## [The data]
________________________

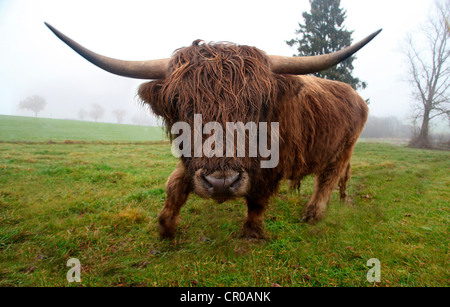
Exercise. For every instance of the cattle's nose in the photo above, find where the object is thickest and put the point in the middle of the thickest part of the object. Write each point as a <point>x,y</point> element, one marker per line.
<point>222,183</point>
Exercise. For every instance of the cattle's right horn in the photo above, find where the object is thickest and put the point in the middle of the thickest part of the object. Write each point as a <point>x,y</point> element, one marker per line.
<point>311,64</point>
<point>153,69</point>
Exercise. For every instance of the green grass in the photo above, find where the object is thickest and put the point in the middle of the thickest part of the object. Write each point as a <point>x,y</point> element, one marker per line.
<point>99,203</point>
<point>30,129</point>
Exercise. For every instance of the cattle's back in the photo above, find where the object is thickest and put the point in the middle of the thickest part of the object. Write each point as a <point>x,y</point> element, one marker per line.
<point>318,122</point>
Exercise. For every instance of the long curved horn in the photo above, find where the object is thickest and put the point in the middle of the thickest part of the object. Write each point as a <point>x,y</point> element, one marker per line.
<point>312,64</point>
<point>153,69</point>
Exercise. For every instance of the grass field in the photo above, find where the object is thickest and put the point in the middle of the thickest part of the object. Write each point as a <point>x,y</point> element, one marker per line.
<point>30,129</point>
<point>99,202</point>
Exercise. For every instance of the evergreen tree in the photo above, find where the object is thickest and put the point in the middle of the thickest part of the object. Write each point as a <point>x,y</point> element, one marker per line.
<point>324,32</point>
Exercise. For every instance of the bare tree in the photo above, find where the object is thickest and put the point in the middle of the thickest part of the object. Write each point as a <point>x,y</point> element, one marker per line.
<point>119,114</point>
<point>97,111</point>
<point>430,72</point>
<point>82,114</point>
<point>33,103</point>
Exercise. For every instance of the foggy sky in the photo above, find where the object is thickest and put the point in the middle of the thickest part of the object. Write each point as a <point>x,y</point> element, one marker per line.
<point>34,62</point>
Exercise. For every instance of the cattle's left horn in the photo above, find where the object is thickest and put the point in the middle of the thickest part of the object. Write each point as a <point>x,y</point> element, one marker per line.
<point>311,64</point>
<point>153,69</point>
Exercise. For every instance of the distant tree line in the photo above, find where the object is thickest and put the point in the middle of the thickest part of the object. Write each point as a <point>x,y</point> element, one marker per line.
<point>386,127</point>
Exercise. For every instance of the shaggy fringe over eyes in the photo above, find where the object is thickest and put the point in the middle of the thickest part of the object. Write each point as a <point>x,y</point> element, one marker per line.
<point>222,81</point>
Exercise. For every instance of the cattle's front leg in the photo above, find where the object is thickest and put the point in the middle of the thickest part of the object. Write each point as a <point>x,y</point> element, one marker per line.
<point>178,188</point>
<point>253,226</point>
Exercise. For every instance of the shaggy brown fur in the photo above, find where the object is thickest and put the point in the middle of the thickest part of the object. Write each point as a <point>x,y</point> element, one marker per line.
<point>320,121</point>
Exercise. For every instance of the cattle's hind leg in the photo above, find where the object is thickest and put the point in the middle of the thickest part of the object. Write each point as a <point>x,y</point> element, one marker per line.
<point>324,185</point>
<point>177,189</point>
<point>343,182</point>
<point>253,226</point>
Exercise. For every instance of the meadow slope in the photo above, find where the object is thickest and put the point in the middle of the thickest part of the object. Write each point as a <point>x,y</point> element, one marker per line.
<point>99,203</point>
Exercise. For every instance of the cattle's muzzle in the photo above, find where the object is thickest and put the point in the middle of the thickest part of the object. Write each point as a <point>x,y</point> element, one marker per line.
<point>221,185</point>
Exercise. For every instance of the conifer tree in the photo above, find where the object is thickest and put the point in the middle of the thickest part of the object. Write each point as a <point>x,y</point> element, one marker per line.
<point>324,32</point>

________________________

## [Directions]
Only the pictures are to be excluded; all other parts of the records above are to be given exactly.

## [Finished task]
Exercise. For every instance of the cattle's nose in the photo above, find where the object is thickest and put the point in the middle of the thickest part of the object. Write each point as a <point>x,y</point> element, one marker per line.
<point>222,183</point>
Exercise. For every instance of the cattle's right horn in the photo above, find where the object is thickest and put the point in the middle of the thickest part of the object. Write each point as a <point>x,y</point> element, one marker per line.
<point>311,64</point>
<point>153,69</point>
Exercise. For every instance of the green grass in the photo above, find where the object is thickest and put the point in the middle of the thickest part of the object. Write each point as a <point>x,y</point> element, one marker per line.
<point>99,203</point>
<point>30,129</point>
Exercise. For every instance of the cattle's back in the photo above, find where the object is thickest and put the point in the middle of the thickest part of the object. Write each point as a <point>x,y</point> element, one marker per line.
<point>318,122</point>
Exercise. For every instance of the long curved horn in the photo above, find where the object is thickest and put the point in the middle of the thickest part of the object. Write each point as a <point>x,y</point> element, one marker per line.
<point>312,64</point>
<point>153,69</point>
Exercise. For every instance of the grass field in the photo above, find where the object is thickest and put the point in the middle of the thickest part of the object. Write each point as a <point>x,y</point> element, one marker per line.
<point>30,129</point>
<point>99,202</point>
Exercise. For every instance of the evergreen tree in the photo above, find where the object is thickest and put the point in the middle of the thickest part of the object. Write each point as a <point>x,y</point> element, one marker per line.
<point>324,32</point>
Exercise. For every instance of the bare tree in the photo above, find where the object is thickest and put the point in the middle of the thickest part of the object. Write each point as a <point>x,y</point> element, one marker per line.
<point>119,114</point>
<point>97,111</point>
<point>430,72</point>
<point>82,114</point>
<point>33,103</point>
Exercise. For every instance of the foggy sky in the photo above, find where the object is thickest and put the point in the middle of the thickest part of the object. Write each point as a <point>x,y</point> element, one marker per line.
<point>34,62</point>
Exercise. For every instance of the cattle's left horn in the photo above, find where the object is thickest and put the point in the middle of the thickest part of the object. Write each point as a <point>x,y</point> element, one marker per line.
<point>311,64</point>
<point>153,69</point>
Exercise. For every instance of the distant tree line in the photo above, find where the object is thickest and put the point in the middle of the thickest part of the object. Write each point as a <point>x,y</point> element, one marker per line.
<point>386,127</point>
Exercise. For every instance of the shaggy fringe over eyes in the photo above, find where the object is thickest and put the point in the middle of the thickest part of the object. Write each point as a <point>x,y</point> element, one marker per line.
<point>222,81</point>
Exercise. For every instance of the cattle's front leg in the photo above, find where the object is thickest and put the point in the middle of the thickest part of the object. Write each point as a <point>x,y</point> element, one marker per line.
<point>178,188</point>
<point>253,226</point>
Exercise. For every instance of the shaggy brown fur in the photo above, find where the object is thickest and put the point in the middle of the thickest part of the object. Write each point as a <point>x,y</point> element, one marker per line.
<point>320,121</point>
Exercise. For every instance of the cattle's hind leg in the photo above, find where the object is thickest and put the point in the middle of the thickest part of the object. Write each point as a <point>x,y</point> element, one marker per line.
<point>324,185</point>
<point>177,189</point>
<point>343,182</point>
<point>253,226</point>
Exercise. For every instance of the meadow slope in the photo above, find where the object is thickest and put the point in the middle of the thickest part of the object. Write each point as a <point>x,y</point> element, one marker per line.
<point>99,203</point>
Exercise. For every instance of the cattle's muzzle in the photo above, find where the object is thickest and put the point in the middle of the thickest part of the object. Write each point as a <point>x,y</point> element, one marker per line.
<point>221,185</point>
Exercise. For every instance of the conifer tree in the photo above, find where the object is thickest and put the point in the middle of the thickest part of the object. Write each point as a <point>x,y</point> element, one marker per line.
<point>324,32</point>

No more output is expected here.